## 읽을 발췌문
○ ○ ○ ○ ○ ○ ○

회사 업무를 위한 공부를 하면서 정리한 R 사용법.

기본 용법

파일 입출력

내장 함수로는 read.csv(), read_excel() 등이 있긴 한데, tidyverse의 readr 패키지를 보면 read_csv(), read_csv2(), read_tsv() 등도 있다. 해들리 위컴은 항상 본인이 개발한 tidyverse의 패키지를 추천하는듯.

기본 데이터구조

vector
- 1:5
- c(1,2,3,4,5)
- seq(from = 1, to = 5, by = 1)
- rep(1,5) # (1,1,1,1,1)
- rev() 벡터 순서 reverse
factor
dataframe
array
- 벡터의 원소들이 벡터로 구성된 형태
matrix
- array 중 2차원 자료
list
- 서로 다른 기본 자료형을 묶어서 리스트로 만들 수 있음
- 원소를 가져올 때는 대괄호 두개. list[[1]] 이런 식.
- 선언 시 이름을 지정했으면 list$col_name 이런 식으로도 호출 가능하다.
ts(Time Series)
- myts = ts(mydata[,2:4], start = c(1981,1), frequency = 4)
Date : ‘2012-06-28’
POSIXct : ‘2012-06-28 18:00’
tibble: dataframe의 일종으로 tidyverse 내 패키지로 포함

데이터 파악용 함수들

head()
tail()
View() : 뷰어 창에서 데이터 확인
dim() : 데이터 차원 출력
str() : 데이터 속성 출력
class()
typeof()
range() : 전체 자료가 분포하는 범위
length()
table() : 자료 빈도 확인
min()
max()
mean()
median()
sd()
quantile()
IQR() : 제3사분위수-제1사분위수
summary()

함수 및 제어문

반복문

for (i in 1:10){
    cat(i)
}

i = 1
while (i <= 10){
    i = i+1
    cat(i)
}

제어문

if (condition1){
    do
}
else if (condition2){
    do
}
else{
    do
}

함수

# sum과 mean 두 개의 숫자 벡터를 반환하는 사용자 정의 함수
my_func = function(x){
    a = sum(x)

○ ○ ○ ○ ○ ○ ○

## 제시된 기록

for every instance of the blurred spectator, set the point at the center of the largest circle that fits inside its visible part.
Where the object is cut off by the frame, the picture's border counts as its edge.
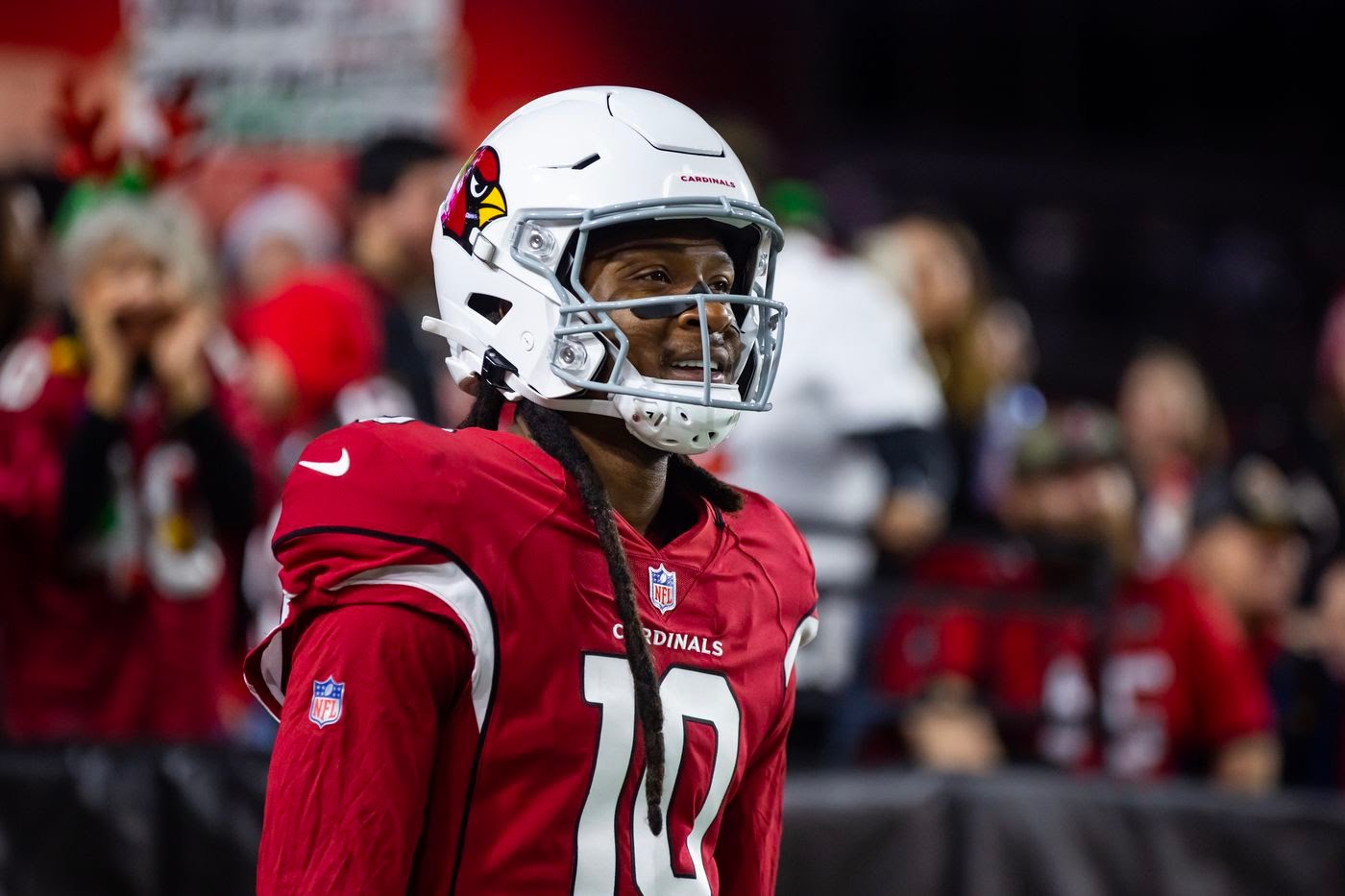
(308, 339)
(1004, 341)
(1011, 626)
(400, 183)
(20, 237)
(275, 234)
(1325, 437)
(1082, 661)
(937, 265)
(853, 448)
(124, 493)
(1311, 682)
(313, 348)
(1174, 433)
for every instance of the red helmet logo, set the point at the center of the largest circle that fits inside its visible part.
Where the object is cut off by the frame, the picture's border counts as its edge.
(475, 198)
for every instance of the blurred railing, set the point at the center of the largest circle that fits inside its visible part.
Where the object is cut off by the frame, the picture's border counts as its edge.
(184, 819)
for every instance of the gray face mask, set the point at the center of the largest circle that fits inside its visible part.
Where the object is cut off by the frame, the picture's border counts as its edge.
(760, 318)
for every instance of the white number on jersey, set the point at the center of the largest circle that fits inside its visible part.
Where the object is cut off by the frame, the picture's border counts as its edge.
(689, 694)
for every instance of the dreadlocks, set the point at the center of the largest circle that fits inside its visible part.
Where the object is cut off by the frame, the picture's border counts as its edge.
(553, 435)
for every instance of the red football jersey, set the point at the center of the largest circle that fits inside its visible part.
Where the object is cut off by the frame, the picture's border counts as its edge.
(497, 750)
(1179, 681)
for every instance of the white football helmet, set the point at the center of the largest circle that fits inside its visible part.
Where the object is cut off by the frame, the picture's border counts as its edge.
(511, 238)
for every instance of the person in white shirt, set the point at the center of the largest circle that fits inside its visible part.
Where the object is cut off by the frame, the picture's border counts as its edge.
(853, 448)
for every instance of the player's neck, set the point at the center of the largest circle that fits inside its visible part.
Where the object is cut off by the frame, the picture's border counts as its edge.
(634, 473)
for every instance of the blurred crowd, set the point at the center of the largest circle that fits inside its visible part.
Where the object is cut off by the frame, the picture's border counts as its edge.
(1006, 576)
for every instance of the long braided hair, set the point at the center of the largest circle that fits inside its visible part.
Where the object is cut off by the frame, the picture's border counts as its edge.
(553, 435)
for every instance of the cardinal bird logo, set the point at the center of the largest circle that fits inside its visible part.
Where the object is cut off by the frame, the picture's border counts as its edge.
(475, 198)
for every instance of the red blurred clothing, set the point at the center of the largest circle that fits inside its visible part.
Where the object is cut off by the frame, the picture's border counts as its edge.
(1180, 680)
(124, 631)
(1167, 681)
(326, 322)
(483, 738)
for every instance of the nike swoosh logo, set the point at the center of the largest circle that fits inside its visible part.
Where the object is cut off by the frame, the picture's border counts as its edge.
(331, 467)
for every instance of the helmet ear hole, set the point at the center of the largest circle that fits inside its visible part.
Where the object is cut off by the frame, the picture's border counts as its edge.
(490, 307)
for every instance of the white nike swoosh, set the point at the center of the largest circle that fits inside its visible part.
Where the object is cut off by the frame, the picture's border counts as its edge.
(331, 467)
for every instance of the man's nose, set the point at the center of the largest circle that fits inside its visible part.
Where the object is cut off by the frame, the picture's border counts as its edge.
(717, 315)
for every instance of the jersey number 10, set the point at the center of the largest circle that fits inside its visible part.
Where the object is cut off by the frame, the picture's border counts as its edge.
(689, 695)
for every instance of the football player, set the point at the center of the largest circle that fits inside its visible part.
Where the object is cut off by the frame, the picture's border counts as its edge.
(547, 653)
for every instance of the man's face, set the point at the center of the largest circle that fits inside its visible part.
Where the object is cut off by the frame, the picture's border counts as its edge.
(642, 262)
(413, 202)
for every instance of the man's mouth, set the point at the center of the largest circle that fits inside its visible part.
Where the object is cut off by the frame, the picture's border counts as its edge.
(695, 370)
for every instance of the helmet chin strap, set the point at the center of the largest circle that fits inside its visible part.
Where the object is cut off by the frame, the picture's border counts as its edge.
(670, 309)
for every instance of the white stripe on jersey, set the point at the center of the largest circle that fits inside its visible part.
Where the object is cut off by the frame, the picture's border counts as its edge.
(806, 631)
(454, 588)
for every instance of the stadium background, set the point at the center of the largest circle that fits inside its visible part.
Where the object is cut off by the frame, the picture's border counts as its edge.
(1133, 171)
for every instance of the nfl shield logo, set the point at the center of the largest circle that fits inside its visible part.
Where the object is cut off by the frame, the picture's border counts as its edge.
(329, 698)
(662, 588)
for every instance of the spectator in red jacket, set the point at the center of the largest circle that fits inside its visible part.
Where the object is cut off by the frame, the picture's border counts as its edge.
(1184, 684)
(124, 494)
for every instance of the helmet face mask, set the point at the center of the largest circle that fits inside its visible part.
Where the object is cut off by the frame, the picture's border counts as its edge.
(560, 345)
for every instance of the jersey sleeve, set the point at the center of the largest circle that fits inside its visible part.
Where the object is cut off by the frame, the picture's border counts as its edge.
(354, 758)
(900, 389)
(31, 451)
(748, 849)
(748, 846)
(363, 521)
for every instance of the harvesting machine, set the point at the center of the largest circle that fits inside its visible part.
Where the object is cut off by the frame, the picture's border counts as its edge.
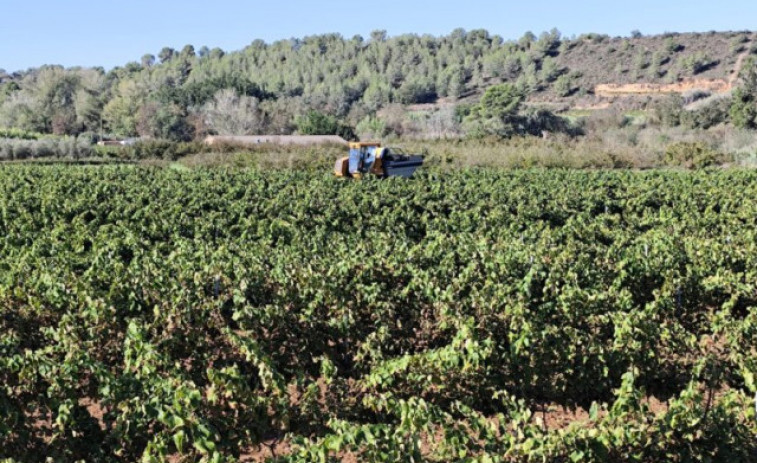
(372, 158)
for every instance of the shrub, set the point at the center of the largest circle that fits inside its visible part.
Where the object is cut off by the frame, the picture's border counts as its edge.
(692, 155)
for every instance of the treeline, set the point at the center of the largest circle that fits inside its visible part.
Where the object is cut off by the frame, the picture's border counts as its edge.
(283, 87)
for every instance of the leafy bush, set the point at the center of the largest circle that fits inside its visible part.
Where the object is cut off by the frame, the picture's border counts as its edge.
(692, 155)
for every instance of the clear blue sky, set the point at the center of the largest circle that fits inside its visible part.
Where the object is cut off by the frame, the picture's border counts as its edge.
(111, 33)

○ ○ ○ ○ ○ ○ ○

## 과제 지시 A
R 사용법 정리 글에서 "- rep(1,5) #"로 시작해 "list[[1]] 이런 식."로 끝나는 부분을 한 글자도 바꾸지 말고 그대로 옮겨 적으세요.
## 과제 지시 B
기록 가운데 "for every instance of the helmet face"이 들어 있는 줄에서 시작해 기록의 마지막 줄에서 끝나는 부분을 양 끝 줄까지 포함해 그대로 다시 써 주세요. 그림은 답에 넣지 마세요.
R 사용법 정리 글과 기록은 서로 관계가 없습니다.

## 과제 풀이 A
- rep(1,5) # (1,1,1,1,1)
- rev() 벡터 순서 reverse
factor
dataframe
array
- 벡터의 원소들이 벡터로 구성된 형태
matrix
- array 중 2차원 자료
list
- 서로 다른 기본 자료형을 묶어서 리스트로 만들 수 있음
- 원소를 가져올 때는 대괄호 두개. list[[1]] 이런 식.

## 과제 풀이 B
for every instance of the helmet face mask, set the point at the center of the largest circle that fits inside its visible part.
Where the object is cut off by the frame, the picture's border counts as its edge.
(560, 345)
for every instance of the jersey sleeve, set the point at the center of the largest circle that fits inside its visible part.
Where the object is cut off by the frame, the picture's border counts as its edge.
(354, 758)
(900, 389)
(31, 451)
(748, 849)
(748, 846)
(363, 521)
for every instance of the harvesting machine, set the point at the center of the largest circle that fits inside its visible part.
Where the object is cut off by the frame, the picture's border counts as its edge.
(372, 158)
for every instance of the shrub, set the point at the center of the largest circle that fits inside its visible part.
Where the object is cut off by the frame, the picture's border counts as its edge.
(692, 155)
for every instance of the treeline, set the point at the center of the largest circle that fits inside its visible part.
Where the object is cut off by the frame, the picture's border counts as its edge.
(283, 87)
for every instance of the leafy bush, set the point at the center of the largest circle that fits inside its visible part.
Where the object is cut off by the frame, the picture's border counts as its edge.
(692, 155)
for every instance of the clear blue sky, set the point at the center of the largest circle that fits inside its visible part.
Where the object is cut off by the frame, the picture's border counts as its edge.
(111, 33)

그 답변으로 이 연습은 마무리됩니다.